SUPPLIED TEXT: Begin

September 29, 2025
Pork producer profitability continues to hold firm, buoyed by strong domestic demand and a general reluctance from producers to aggressively expand production. With cooler weather, modestly higher hog slaughter, and improving herd health, the tight supply environment that’s persisted since early summer could potentially ease. A relatively bullish Hogs and Pigs report last week, on the other hand, could spur further market strength. As we move into the heart of autumn, here are the key supply fundamentals we’re watching with clients.
Supply Fundamentals
Pork production since early June was lower than implied from the June Hogs and Pigs report. Pork production under Federal inspection is down 2.1 percent year-to-date, although 2025 has had two fewer slaughter days in that calculation than last year. After tracking near year ago levels through most of the summer, producer sold hog weights are making their seasonal climb higher at a quicker pace than usual.
Figure 1. Producer Sold Hog Weights
As temperatures cool and new crop feed becomes available, the rate of increase in carcass weights will be a data point we keep an eye on through the end of the year.

SUPPLIED TEXT: End

AIM OF THE EXERCISE → Please translate this sentence from the pork market update into Spanish: "Pork production since early June was lower than implied from the June Hogs and Pigs report."

PROVIDED DATA: Begin

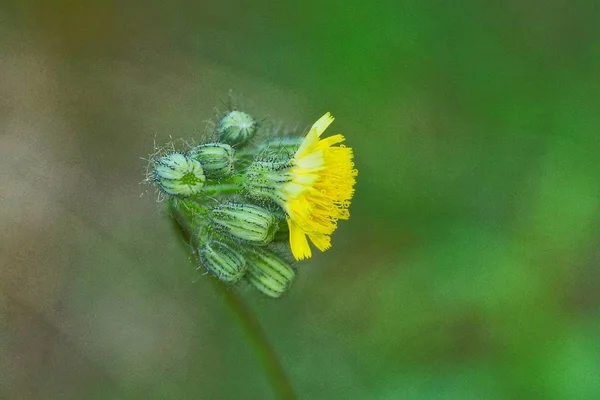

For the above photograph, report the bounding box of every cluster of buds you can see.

PROVIDED DATA: End

ANSWER TO THE EXERCISE → La producción de carne de cerdo desde principios de junio fue menor de lo que daba a entender el informe Hogs and Pigs de junio.